▸ **INSTRUCTIONS TO FOLLOW**
Give back every line of the data below, unchanged and in the same order.

______

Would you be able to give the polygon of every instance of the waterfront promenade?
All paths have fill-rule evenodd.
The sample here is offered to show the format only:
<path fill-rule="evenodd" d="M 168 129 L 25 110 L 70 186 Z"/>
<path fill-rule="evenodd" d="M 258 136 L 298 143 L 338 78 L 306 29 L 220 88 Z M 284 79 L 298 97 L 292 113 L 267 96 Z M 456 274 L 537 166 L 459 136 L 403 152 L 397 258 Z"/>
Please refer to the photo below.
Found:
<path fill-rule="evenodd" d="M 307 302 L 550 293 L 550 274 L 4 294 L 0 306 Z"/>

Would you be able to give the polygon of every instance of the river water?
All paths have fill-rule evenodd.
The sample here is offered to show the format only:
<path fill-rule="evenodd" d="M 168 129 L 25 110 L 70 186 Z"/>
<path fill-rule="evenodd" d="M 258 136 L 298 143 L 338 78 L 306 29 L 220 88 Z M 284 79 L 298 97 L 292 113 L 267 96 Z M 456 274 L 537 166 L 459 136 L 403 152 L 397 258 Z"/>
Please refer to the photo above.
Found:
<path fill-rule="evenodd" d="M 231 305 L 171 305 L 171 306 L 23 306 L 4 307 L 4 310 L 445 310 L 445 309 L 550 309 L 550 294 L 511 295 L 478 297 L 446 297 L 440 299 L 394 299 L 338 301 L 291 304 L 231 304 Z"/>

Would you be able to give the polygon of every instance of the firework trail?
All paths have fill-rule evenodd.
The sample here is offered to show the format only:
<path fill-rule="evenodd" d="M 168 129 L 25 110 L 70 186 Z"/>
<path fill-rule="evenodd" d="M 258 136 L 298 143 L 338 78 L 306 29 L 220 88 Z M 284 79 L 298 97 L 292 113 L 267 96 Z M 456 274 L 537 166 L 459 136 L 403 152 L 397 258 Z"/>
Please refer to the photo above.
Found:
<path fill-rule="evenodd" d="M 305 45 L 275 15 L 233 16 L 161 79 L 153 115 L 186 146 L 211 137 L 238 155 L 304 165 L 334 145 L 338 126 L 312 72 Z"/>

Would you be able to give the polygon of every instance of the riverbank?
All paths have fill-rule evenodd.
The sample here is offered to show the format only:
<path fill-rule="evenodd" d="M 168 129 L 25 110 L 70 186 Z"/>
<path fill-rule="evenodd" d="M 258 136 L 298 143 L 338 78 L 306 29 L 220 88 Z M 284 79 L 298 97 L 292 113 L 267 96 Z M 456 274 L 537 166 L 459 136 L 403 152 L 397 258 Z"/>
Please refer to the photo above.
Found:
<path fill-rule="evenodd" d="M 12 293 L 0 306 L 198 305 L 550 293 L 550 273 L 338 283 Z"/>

______

▸ **OUTPUT**
Would you be able to give the polygon of every instance of the waterfront promenade?
All paths have fill-rule evenodd.
The sample here is offered to show the format only:
<path fill-rule="evenodd" d="M 168 129 L 25 110 L 70 186 Z"/>
<path fill-rule="evenodd" d="M 258 136 L 298 143 L 338 78 L 306 29 L 220 88 Z M 284 79 L 298 97 L 292 113 L 267 96 Z M 456 274 L 537 166 L 459 136 L 403 152 L 397 258 Z"/>
Please refer to the photo below.
Found:
<path fill-rule="evenodd" d="M 307 302 L 550 293 L 550 274 L 4 294 L 0 306 Z"/>

Would you be able to give the polygon of every instance of the river water?
All paths have fill-rule evenodd.
The sample here is offered to show the format only:
<path fill-rule="evenodd" d="M 168 129 L 25 110 L 70 186 Z"/>
<path fill-rule="evenodd" d="M 258 136 L 298 143 L 338 78 L 306 29 L 220 88 Z M 284 79 L 298 97 L 292 113 L 267 96 Z M 456 274 L 537 166 L 459 136 L 403 152 L 397 258 Z"/>
Please refer to the photo above.
Found:
<path fill-rule="evenodd" d="M 231 305 L 171 305 L 171 306 L 23 306 L 4 307 L 4 310 L 445 310 L 445 309 L 550 309 L 550 294 L 511 295 L 478 297 L 446 297 L 440 299 L 394 299 L 338 301 L 291 304 L 231 304 Z"/>

Would you be able to give the polygon of every instance of the firework trail?
All paths have fill-rule evenodd.
The sample here is offered to show the format only:
<path fill-rule="evenodd" d="M 168 129 L 25 110 L 70 186 Z"/>
<path fill-rule="evenodd" d="M 258 136 L 298 143 L 338 78 L 306 29 L 220 88 Z M 284 79 L 298 97 L 292 113 L 267 96 Z M 456 274 L 537 166 L 459 136 L 403 152 L 397 258 Z"/>
Please refer to the photo above.
Found:
<path fill-rule="evenodd" d="M 305 45 L 275 15 L 233 16 L 161 79 L 153 115 L 186 146 L 211 137 L 238 155 L 304 165 L 334 145 L 338 126 L 312 72 Z"/>

Would you be able to give the polygon of every instance of the riverbank?
All paths have fill-rule evenodd.
The sample here is offered to show the format only:
<path fill-rule="evenodd" d="M 168 129 L 25 110 L 70 186 Z"/>
<path fill-rule="evenodd" d="M 258 136 L 298 143 L 338 78 L 306 29 L 220 88 Z M 284 79 L 298 97 L 292 113 L 267 96 Z M 456 274 L 537 166 L 459 136 L 403 152 L 397 258 Z"/>
Please refer to the photo above.
Found:
<path fill-rule="evenodd" d="M 12 293 L 0 306 L 198 305 L 550 293 L 550 273 L 338 283 Z"/>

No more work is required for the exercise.